▶ **INSTRUCTIONS FOR THE TASK**:
Word for word, repeat the entries, minus the pictures.

————

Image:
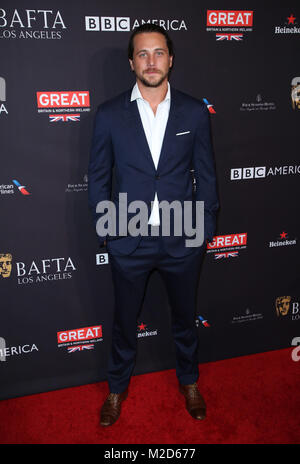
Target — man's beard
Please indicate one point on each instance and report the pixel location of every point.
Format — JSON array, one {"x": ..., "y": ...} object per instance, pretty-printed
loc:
[{"x": 153, "y": 84}]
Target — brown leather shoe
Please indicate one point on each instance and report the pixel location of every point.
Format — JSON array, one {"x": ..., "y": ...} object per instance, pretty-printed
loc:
[
  {"x": 111, "y": 408},
  {"x": 194, "y": 402}
]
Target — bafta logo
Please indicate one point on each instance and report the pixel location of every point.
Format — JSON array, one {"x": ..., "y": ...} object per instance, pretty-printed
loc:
[
  {"x": 5, "y": 264},
  {"x": 282, "y": 305}
]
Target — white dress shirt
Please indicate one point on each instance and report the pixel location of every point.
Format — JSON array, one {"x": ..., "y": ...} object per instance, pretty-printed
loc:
[{"x": 154, "y": 128}]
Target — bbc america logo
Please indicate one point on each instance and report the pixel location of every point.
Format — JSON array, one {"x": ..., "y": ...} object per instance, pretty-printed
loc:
[
  {"x": 107, "y": 23},
  {"x": 248, "y": 173},
  {"x": 259, "y": 172}
]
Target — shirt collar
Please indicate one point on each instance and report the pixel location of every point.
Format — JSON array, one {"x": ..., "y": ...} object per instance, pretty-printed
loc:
[{"x": 136, "y": 94}]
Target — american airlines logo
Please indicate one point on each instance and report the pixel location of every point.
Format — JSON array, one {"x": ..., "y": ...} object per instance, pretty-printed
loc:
[{"x": 3, "y": 108}]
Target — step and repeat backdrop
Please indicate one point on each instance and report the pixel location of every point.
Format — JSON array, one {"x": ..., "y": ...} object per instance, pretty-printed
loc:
[{"x": 59, "y": 61}]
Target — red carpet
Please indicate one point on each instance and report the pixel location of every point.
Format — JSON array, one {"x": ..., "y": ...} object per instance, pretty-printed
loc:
[{"x": 250, "y": 399}]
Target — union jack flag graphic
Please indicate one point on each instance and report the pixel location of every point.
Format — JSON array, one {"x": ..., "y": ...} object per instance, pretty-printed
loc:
[
  {"x": 204, "y": 321},
  {"x": 21, "y": 188},
  {"x": 227, "y": 254},
  {"x": 72, "y": 349},
  {"x": 209, "y": 106},
  {"x": 229, "y": 37},
  {"x": 64, "y": 117}
]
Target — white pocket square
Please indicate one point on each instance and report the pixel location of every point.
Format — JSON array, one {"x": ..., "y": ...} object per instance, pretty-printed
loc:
[{"x": 183, "y": 133}]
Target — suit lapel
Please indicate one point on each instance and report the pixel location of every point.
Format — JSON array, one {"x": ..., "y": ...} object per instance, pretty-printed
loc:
[
  {"x": 136, "y": 127},
  {"x": 138, "y": 133},
  {"x": 174, "y": 120}
]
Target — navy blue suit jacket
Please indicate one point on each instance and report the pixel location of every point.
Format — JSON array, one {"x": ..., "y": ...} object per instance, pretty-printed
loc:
[{"x": 119, "y": 144}]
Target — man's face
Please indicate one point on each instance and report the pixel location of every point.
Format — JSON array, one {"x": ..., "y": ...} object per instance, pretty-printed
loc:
[{"x": 151, "y": 60}]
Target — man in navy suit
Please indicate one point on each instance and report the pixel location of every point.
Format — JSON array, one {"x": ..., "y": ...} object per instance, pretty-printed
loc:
[{"x": 152, "y": 137}]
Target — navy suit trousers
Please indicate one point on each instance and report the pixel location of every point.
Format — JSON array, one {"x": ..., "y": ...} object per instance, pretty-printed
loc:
[{"x": 130, "y": 274}]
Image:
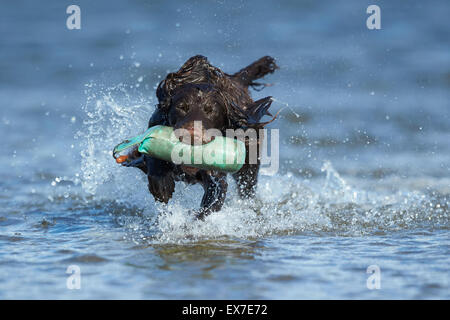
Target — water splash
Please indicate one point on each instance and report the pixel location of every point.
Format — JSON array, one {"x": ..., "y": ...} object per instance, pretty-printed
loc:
[{"x": 285, "y": 204}]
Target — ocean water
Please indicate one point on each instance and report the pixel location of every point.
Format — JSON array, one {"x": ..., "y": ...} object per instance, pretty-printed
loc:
[{"x": 364, "y": 177}]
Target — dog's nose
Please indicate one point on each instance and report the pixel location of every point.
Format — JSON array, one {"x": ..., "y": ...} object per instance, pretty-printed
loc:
[{"x": 197, "y": 136}]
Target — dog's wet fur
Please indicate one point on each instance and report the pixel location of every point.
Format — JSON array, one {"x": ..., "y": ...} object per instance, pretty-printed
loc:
[{"x": 199, "y": 91}]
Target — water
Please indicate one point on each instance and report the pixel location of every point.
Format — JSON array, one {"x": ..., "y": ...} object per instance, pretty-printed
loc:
[{"x": 364, "y": 176}]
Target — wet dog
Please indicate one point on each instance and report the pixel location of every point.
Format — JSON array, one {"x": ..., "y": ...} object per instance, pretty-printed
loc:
[{"x": 201, "y": 92}]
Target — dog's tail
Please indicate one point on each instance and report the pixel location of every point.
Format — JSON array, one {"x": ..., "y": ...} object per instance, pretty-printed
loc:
[{"x": 256, "y": 70}]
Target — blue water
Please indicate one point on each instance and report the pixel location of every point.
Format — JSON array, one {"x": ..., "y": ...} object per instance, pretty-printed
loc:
[{"x": 364, "y": 173}]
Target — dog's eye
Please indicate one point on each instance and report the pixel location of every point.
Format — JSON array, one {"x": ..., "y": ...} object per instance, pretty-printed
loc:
[
  {"x": 183, "y": 107},
  {"x": 208, "y": 109}
]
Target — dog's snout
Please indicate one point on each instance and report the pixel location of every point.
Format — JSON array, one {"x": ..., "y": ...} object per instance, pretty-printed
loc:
[{"x": 193, "y": 134}]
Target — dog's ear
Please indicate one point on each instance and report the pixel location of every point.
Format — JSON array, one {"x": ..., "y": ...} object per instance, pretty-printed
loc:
[{"x": 250, "y": 116}]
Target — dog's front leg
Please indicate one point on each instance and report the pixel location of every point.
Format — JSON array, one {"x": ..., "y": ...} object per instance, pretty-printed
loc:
[
  {"x": 161, "y": 183},
  {"x": 215, "y": 186}
]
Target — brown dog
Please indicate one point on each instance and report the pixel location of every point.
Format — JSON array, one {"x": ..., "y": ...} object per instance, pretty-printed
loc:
[{"x": 202, "y": 92}]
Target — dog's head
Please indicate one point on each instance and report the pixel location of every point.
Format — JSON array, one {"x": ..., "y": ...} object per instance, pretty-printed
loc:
[
  {"x": 201, "y": 93},
  {"x": 197, "y": 108}
]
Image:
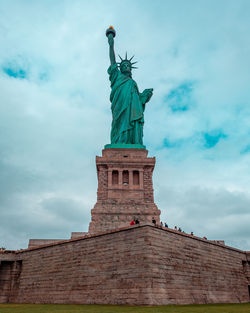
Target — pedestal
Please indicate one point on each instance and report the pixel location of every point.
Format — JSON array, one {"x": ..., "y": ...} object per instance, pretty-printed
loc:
[{"x": 125, "y": 189}]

————

▶ **RESULT FOR THIS EXERCISE**:
Image:
Target — man's beard
Please indicate one point on each instance and report the pixel location of every point.
Format — JSON array, one {"x": ..., "y": ...} object per instance, pretty-printed
loc:
[{"x": 153, "y": 84}]
Target — brown leather shoe
Please indicate one point on each instance and report the pixel location of every point.
Format — JSON array, one {"x": ..., "y": ...} object per instance, pretty-printed
loc:
[
  {"x": 111, "y": 408},
  {"x": 194, "y": 402}
]
Target — bafta logo
Please indicate one point on each instance and report the pixel location of every point.
Format — JSON array, one {"x": ..., "y": ...} object per instance, pretty-printed
loc:
[
  {"x": 5, "y": 264},
  {"x": 282, "y": 305}
]
Target — white dress shirt
Please indicate one point on each instance and report the pixel location of every point.
Format — JSON array, one {"x": ..., "y": ...} object per instance, pretty-printed
loc:
[{"x": 154, "y": 128}]
Target — bbc america logo
Please indicate one point on each instance and report the pixel location of every point.
Format — JSON array, one {"x": ..., "y": ...} object per instance, pretty-printed
loc:
[
  {"x": 107, "y": 23},
  {"x": 248, "y": 173},
  {"x": 259, "y": 172}
]
Target — shirt collar
Please indicate one point on each instance and report the pixel location of every point.
Format — JSON array, one {"x": ..., "y": ...} object per instance, pretty-printed
loc:
[{"x": 136, "y": 94}]
Target — american airlines logo
Please indicate one point on each instance and report the pixel location of every point.
Format — JSON array, one {"x": ..., "y": ...} object per instance, pretty-printed
loc:
[{"x": 3, "y": 108}]
Target — step and repeat backdrop
Please indicate one point on each instance and report the pixel location of every point.
Format — JSON array, one {"x": ..., "y": ...} object per instance, pretty-printed
loc:
[{"x": 59, "y": 61}]
Target — red carpet
Please indicate one point on each instance and report the pixel location of every point.
Format — JSON array, one {"x": ..., "y": ...} object per instance, pretty-printed
loc:
[{"x": 250, "y": 399}]
Target — union jack flag graphic
Please indicate one point on each instance and report the pixel location of every point.
Format — JSON array, one {"x": ..., "y": ...} object per instance, pretty-printed
loc:
[
  {"x": 204, "y": 321},
  {"x": 21, "y": 188},
  {"x": 227, "y": 254},
  {"x": 72, "y": 349},
  {"x": 209, "y": 106},
  {"x": 229, "y": 37},
  {"x": 64, "y": 117}
]
Target — white pocket square
Please indicate one point on each instance and report the pixel location of every point.
Format — JSON array, one {"x": ..., "y": ...} object per instance, pretty-printed
loc:
[{"x": 183, "y": 133}]
Target — suit lapel
Please indicate one point on each instance and report the pixel location of every point.
Format — JSON array, one {"x": ..., "y": ...} object per instance, pretty-printed
loc:
[
  {"x": 136, "y": 127},
  {"x": 138, "y": 133},
  {"x": 174, "y": 120}
]
Target — navy blue suit jacket
Please indicate one point on each instance and report the pixel location of every point.
Format — JSON array, one {"x": ..., "y": ...} object per instance, pretty-printed
loc:
[{"x": 119, "y": 144}]
Target — man's face
Please indicate one point on each instance and report the pixel location of every point.
Format — JSON array, one {"x": ..., "y": ...} object per instance, pretty-printed
loc:
[{"x": 151, "y": 60}]
Target — man in navy suit
Please indicate one point on each instance and report the pixel location of every point.
Format — JSON array, one {"x": ..., "y": ...} object per instance, pretty-printed
loc:
[{"x": 152, "y": 137}]
Target — navy suit trousers
Please indicate one point on each instance and report the pixel location of every point.
Format — JSON array, one {"x": ..., "y": ...} object per instance, pretty-printed
loc:
[{"x": 130, "y": 274}]
Image:
Target — water splash
Please indicate one point on each instance and report the pixel location of every point.
Format — JSON array, one {"x": ..., "y": ...} object per instance, pretty-printed
loc:
[{"x": 285, "y": 204}]
Target — ocean water
Please indicate one point on each instance and report the pixel location of every point.
Format — JSON array, one {"x": ..., "y": ...} object per instance, pretty-printed
loc:
[{"x": 364, "y": 177}]
Target — dog's nose
Please indicate one point on each instance and report the pixel location of every point.
Format — JSON array, one {"x": ..., "y": ...} object per instance, pretty-printed
loc:
[{"x": 197, "y": 136}]
Target — dog's wet fur
Please indicate one point on each instance and report the pixel location of every point.
Format — JSON array, one {"x": ..., "y": ...} object per instance, pretty-printed
loc:
[{"x": 199, "y": 91}]
Target — water
Please indicate one point on each instance and report the pixel location of every point.
Format — JSON array, one {"x": ..., "y": ...} object per instance, pretty-printed
loc:
[{"x": 364, "y": 176}]
Target — wet dog
Please indicate one point on each instance and report the pixel location of every point.
Format — JSON array, one {"x": ..., "y": ...} object per instance, pretty-printed
loc:
[{"x": 201, "y": 92}]
Target — dog's tail
Please indicate one point on each instance and report the pixel location of every point.
Format — JSON array, one {"x": ..., "y": ...} object per instance, pretty-printed
loc:
[{"x": 256, "y": 70}]
Target — blue water
Please indicate one point on each instance and report the pixel location of every point.
Format — JSON array, one {"x": ..., "y": ...} object per instance, pretty-printed
loc:
[{"x": 364, "y": 173}]
Target — dog's eye
Please indicate one point on each instance and report the pixel location of every point.
Format — JSON array, one {"x": ..., "y": ...} object per instance, pretty-printed
loc:
[
  {"x": 183, "y": 107},
  {"x": 208, "y": 109}
]
Target — dog's snout
Please indicate one point on each instance and report the pixel location of every point.
Format — JSON array, one {"x": ..., "y": ...} object per instance, pretty-printed
loc:
[{"x": 193, "y": 134}]
Target — dog's ear
Please indicate one point on each instance and report the pixel location of every point.
Format — JSON array, one {"x": ..., "y": ...} object per instance, pretty-printed
loc:
[{"x": 250, "y": 116}]
Target — dog's front leg
Please indicate one point on each instance and report the pixel location of every point.
Format — JSON array, one {"x": ..., "y": ...} object per instance, pretty-printed
loc:
[
  {"x": 161, "y": 183},
  {"x": 215, "y": 186}
]
Target — brown dog
Please indicate one point on each instance and report the pixel location of every point.
Format — JSON array, one {"x": ..., "y": ...} object per instance, pretty-printed
loc:
[{"x": 202, "y": 92}]
Target — dog's head
Please indicate one point on each instance and report the pixel location of every point.
Format — JSON array, one {"x": ..., "y": ...} object per instance, pretty-printed
loc:
[
  {"x": 201, "y": 93},
  {"x": 197, "y": 108}
]
Image:
Target — pedestal
Please indicate one point on each instance and report the pixel location of every point.
Format — JSON array, one {"x": ..., "y": ...} object per instance, pretty-printed
loc:
[{"x": 125, "y": 189}]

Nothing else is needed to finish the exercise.